* ACTIVITY
In the records below, copy the line that contains "For every instance of the hoop" and each line after it, word for word, through the last.

* RECORDS FOR THIS TASK
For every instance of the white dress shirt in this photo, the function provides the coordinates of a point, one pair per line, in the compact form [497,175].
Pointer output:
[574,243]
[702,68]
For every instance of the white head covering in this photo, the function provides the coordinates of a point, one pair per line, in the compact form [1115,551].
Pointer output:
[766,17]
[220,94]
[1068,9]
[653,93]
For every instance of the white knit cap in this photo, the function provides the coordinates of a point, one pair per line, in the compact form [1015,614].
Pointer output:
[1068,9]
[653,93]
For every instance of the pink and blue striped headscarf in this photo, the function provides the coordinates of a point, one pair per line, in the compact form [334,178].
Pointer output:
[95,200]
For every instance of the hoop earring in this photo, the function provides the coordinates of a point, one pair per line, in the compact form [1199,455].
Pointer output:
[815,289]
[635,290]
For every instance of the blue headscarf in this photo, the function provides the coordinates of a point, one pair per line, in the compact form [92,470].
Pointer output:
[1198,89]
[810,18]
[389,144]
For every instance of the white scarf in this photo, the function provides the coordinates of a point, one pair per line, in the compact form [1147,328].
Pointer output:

* TASK SOLUTION
For every instance of the hoop earring in this photo, the function provides the coordinates of a point, one pair per line, in the compact form [1199,455].
Pointer output:
[815,289]
[635,290]
For every instance of the blue headscarf in this photo, the function provides the coordinates of a point, one pair per line, in the compact form [92,470].
Pointer output:
[1198,89]
[810,18]
[389,144]
For every instance of the white scarf in this photo, the function provides the coordinates of a point, one pair per line, in the compact form [1147,328].
Pointer output:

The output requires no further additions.